• _What you will do_
Needed from the entries below: every line that holds the word "twilight".

• _Image-grounded pointing data_
####################
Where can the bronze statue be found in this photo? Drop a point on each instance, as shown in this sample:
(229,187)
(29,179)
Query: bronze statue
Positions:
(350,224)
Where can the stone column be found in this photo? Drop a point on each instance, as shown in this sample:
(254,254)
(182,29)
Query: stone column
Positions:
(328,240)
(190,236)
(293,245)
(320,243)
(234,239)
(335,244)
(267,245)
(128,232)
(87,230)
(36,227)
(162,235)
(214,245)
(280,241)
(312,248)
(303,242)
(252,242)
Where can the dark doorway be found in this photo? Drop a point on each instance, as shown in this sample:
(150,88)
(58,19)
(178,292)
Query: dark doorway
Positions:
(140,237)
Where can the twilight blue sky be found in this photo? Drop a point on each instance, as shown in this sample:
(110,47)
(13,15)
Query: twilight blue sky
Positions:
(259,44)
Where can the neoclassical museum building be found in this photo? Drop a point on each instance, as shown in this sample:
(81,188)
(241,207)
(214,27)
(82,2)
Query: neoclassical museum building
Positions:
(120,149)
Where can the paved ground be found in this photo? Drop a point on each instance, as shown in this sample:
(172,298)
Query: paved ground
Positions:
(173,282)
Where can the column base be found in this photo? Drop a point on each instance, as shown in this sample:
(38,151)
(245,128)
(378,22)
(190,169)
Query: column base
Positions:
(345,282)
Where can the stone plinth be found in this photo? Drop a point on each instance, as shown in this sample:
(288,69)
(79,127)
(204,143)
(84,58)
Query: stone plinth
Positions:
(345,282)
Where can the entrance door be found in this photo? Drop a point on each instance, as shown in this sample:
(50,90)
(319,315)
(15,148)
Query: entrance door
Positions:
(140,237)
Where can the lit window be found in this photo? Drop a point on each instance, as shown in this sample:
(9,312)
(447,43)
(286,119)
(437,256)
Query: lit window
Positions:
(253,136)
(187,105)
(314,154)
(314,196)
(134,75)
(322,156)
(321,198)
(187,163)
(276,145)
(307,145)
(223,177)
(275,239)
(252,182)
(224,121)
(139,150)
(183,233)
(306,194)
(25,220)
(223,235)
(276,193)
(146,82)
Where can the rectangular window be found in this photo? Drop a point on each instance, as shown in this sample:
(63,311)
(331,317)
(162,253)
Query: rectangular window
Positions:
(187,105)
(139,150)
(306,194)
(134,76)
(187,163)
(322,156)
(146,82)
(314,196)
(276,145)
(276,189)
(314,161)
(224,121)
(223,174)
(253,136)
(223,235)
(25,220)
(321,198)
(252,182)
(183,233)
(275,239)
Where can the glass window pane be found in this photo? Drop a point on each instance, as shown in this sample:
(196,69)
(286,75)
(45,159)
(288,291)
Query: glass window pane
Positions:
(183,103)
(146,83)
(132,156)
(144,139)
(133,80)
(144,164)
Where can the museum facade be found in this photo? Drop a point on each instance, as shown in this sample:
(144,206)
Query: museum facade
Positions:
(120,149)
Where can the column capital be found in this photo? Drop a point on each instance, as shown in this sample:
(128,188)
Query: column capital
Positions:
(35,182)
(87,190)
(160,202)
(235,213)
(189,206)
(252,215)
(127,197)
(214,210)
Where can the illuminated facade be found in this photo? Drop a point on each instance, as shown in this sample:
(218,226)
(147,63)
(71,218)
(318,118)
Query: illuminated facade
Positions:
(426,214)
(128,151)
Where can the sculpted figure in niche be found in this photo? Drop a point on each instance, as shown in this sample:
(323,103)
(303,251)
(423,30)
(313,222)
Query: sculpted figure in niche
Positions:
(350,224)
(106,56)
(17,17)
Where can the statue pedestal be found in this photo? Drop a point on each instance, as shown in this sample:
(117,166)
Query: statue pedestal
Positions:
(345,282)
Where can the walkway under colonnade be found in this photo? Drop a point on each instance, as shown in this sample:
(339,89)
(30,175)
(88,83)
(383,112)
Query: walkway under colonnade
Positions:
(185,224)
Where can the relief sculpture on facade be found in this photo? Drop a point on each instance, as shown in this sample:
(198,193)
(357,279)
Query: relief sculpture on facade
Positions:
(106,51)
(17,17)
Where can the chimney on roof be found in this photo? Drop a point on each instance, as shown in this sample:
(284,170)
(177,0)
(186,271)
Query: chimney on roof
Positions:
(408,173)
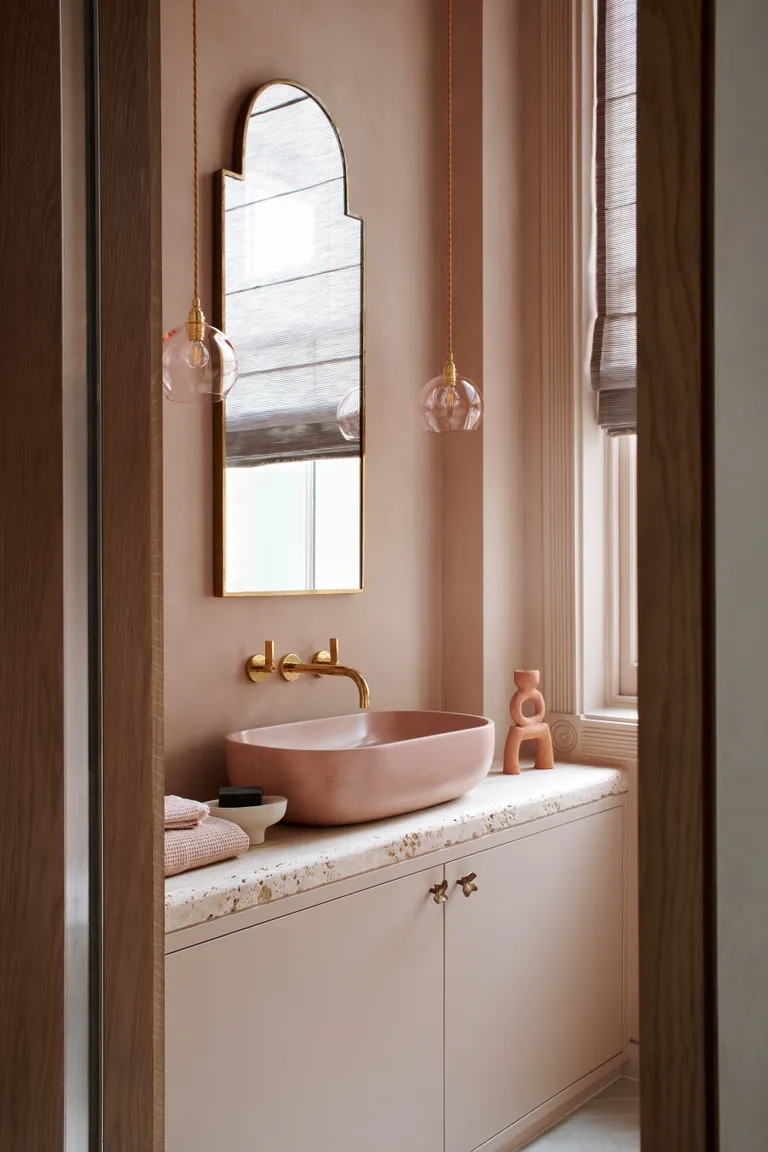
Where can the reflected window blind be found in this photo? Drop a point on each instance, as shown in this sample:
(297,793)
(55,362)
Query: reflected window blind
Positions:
(614,346)
(293,288)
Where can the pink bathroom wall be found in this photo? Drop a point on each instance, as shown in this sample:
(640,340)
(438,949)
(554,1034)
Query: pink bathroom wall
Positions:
(373,66)
(443,619)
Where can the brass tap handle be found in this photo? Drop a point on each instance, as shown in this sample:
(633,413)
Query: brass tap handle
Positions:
(466,884)
(439,892)
(259,667)
(325,657)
####################
• _Your response_
Where can the twilight blue sky be found in this photo? Drop a point on each instance, as shown in this sample:
Query: twilight blue sky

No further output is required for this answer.